-- Texte à lire --

La nouvelle force de réserve opérationnelle de cyberdéfense représente ainsi une main-d’œuvre spécialisée ayant vocation à contribuer à la résilience des systèmes d’information vitaux en cas de crise majeure. Sa montée en puissance progressive au cours des prochaines années s’accompagne de nombreux défis auxquels il faut répondre.
En premier lieu, le cadre d’emploi de ces unités nécessite d’être précisé. En cas de crise cybernétique, il est probable que les autorités cherchent initialement à la gérer avec leurs moyens propres respectifs, éventuellement assistés d’équipes d’intervention rapide ultraspécialisées pilotées par l’ANSSI et le ministère de la Défense. Face à des incidents multiples menaçant la cybersécurité nationale, les réservistes seraient alors sollicités en seconde ligne et toujours en complément des moyens du premier cercle. Leur mission principale pourrait consister à participer au maintien en condition opérationnelle des systèmes d’information des infrastructures critiques, militaires ou civiles.
L’urgence relative associée à la mobilisation de la réserve ne doit pas occulter la nécessité d’encadrer strictement ses activités. Alors que les équipes engagées jouiront d’un accès privilégié au système à protéger, il faudra s’assurer du caractère purement défensif des actions entreprises. La volonté de démontrer ses capacités pourrait inciter l’un des membres à outrepasser ses prérogatives et basculer dans le domaine offensif. Afin d’éviter que ce «caporal cyberstratégique» ne vienne amplifier la crise, des mesures spécifiques devraient être mises en œuvre : définition claire des tâches confiées à chacun, enregistrement des actions effectuées, formation à l’éthique, menace de sanctions disciplinaires et légales. De plus, les organismes soutenus seront particulièrement attentifs au maintien de la confidentialité de leurs données industrielles sensibles, voire classifiées de défense le cas échéant. Des mesures de réduction des risques de fuite devront être instaurées en complément des filtres inhérents aux procédures d’habilitation.

-- Énoncé du problème A --
Recopiez sans rien changer les lignes de l'extrait du jeu de données d'annotation, à partir de la ligne contenant « Q: Provide one point on every instance of the mountain » et jusqu'à la dernière ligne de l'extrait, les deux bornes comprises.

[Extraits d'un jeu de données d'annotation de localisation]
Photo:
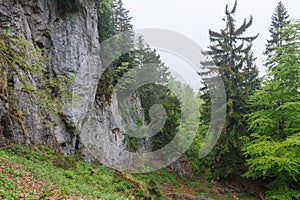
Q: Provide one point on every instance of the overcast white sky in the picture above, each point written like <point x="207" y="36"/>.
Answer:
<point x="194" y="18"/>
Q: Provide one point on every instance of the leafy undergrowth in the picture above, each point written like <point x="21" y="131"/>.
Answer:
<point x="42" y="173"/>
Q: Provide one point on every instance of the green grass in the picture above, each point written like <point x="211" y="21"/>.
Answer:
<point x="62" y="177"/>
<point x="42" y="173"/>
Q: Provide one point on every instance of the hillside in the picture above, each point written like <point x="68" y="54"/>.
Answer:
<point x="41" y="173"/>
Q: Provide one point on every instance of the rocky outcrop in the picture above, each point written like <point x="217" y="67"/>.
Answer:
<point x="69" y="34"/>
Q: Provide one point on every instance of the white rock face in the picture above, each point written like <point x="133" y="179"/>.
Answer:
<point x="70" y="38"/>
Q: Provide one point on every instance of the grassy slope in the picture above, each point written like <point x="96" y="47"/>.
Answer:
<point x="41" y="173"/>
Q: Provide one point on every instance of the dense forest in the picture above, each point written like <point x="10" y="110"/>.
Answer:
<point x="260" y="141"/>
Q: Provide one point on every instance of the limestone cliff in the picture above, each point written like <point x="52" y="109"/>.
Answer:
<point x="70" y="38"/>
<point x="68" y="31"/>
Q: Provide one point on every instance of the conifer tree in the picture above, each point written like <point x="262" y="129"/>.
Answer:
<point x="231" y="52"/>
<point x="280" y="19"/>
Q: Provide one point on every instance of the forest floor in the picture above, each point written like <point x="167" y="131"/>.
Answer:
<point x="41" y="173"/>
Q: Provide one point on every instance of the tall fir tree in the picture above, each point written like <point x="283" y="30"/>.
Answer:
<point x="280" y="19"/>
<point x="232" y="55"/>
<point x="272" y="151"/>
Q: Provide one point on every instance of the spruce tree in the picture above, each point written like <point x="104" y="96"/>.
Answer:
<point x="231" y="52"/>
<point x="272" y="151"/>
<point x="280" y="19"/>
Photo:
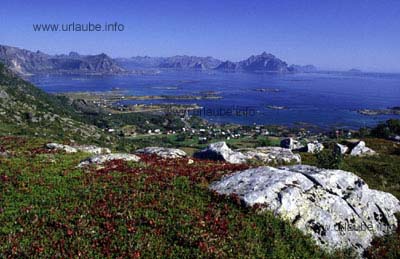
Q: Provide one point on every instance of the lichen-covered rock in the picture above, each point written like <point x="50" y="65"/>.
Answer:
<point x="101" y="159"/>
<point x="291" y="144"/>
<point x="276" y="155"/>
<point x="336" y="207"/>
<point x="340" y="149"/>
<point x="362" y="150"/>
<point x="220" y="151"/>
<point x="314" y="147"/>
<point x="162" y="152"/>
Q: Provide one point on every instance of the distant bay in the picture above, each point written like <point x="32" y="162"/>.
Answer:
<point x="323" y="99"/>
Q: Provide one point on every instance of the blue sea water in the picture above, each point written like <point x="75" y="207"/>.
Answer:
<point x="322" y="99"/>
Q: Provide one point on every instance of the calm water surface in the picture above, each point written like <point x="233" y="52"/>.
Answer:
<point x="325" y="100"/>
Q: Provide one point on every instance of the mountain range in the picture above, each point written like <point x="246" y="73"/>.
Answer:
<point x="256" y="63"/>
<point x="25" y="62"/>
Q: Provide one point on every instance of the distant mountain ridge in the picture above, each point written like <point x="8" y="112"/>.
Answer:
<point x="25" y="62"/>
<point x="264" y="62"/>
<point x="174" y="62"/>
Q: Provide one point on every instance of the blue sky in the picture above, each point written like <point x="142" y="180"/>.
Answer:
<point x="331" y="34"/>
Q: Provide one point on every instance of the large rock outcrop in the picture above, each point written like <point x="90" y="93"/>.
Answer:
<point x="362" y="150"/>
<point x="291" y="144"/>
<point x="101" y="159"/>
<point x="276" y="155"/>
<point x="220" y="151"/>
<point x="162" y="152"/>
<point x="336" y="207"/>
<point x="91" y="149"/>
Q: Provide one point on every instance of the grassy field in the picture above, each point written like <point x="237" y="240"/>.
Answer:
<point x="152" y="209"/>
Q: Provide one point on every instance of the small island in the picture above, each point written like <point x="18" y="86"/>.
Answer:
<point x="372" y="112"/>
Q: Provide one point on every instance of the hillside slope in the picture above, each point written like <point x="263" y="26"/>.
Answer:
<point x="25" y="62"/>
<point x="25" y="109"/>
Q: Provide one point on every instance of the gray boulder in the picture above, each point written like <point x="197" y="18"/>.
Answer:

-- Énoncé du problème B --
D'après le texte sur la réserve de cyberdéfense, pourquoi faudrait-il mettre en œuvre des mesures spécifiques comme l'enregistrement des actions effectuées ou la menace de sanctions ?

-- Réponse complète A --
Q: Provide one point on every instance of the mountain range in the picture above, each point written like <point x="246" y="73"/>.
Answer:
<point x="256" y="63"/>
<point x="25" y="62"/>
Q: Provide one point on every instance of the distant mountain ridge in the picture above, each point written like <point x="8" y="112"/>.
Answer:
<point x="25" y="62"/>
<point x="264" y="62"/>
<point x="174" y="62"/>
Q: Provide one point on every instance of the blue sky in the picture above, each point written like <point x="142" y="180"/>.
Answer:
<point x="331" y="34"/>
Q: Provide one point on every instance of the large rock outcrop in the picture above, each point written like <point x="90" y="93"/>.
Answer:
<point x="362" y="150"/>
<point x="291" y="144"/>
<point x="101" y="159"/>
<point x="276" y="155"/>
<point x="220" y="151"/>
<point x="162" y="152"/>
<point x="336" y="207"/>
<point x="91" y="149"/>
Q: Provide one point on every instance of the grassy field in the picture above, each point written like <point x="237" y="240"/>.
Answer:
<point x="152" y="209"/>
Q: Provide one point on every instance of the small island in the picture above, each point written like <point x="18" y="86"/>.
Answer:
<point x="372" y="112"/>
Q: Provide one point on every instance of the hillside slope in the picture above, each point written like <point x="263" y="26"/>.
Answer:
<point x="25" y="62"/>
<point x="25" y="109"/>
Q: Provide one point on every instance of the gray boulder in the picture above, each point written like <point x="197" y="18"/>.
Answer:

-- Réponse complète B --
Ces mesures visent à éviter qu'un « caporal cyberstratégique » vienne amplifier la crise. Les équipes auront un accès privilégié au système à protéger, et la volonté de démontrer ses capacités pourrait inciter l'un des membres à outrepasser ses prérogatives et à basculer dans le domaine offensif.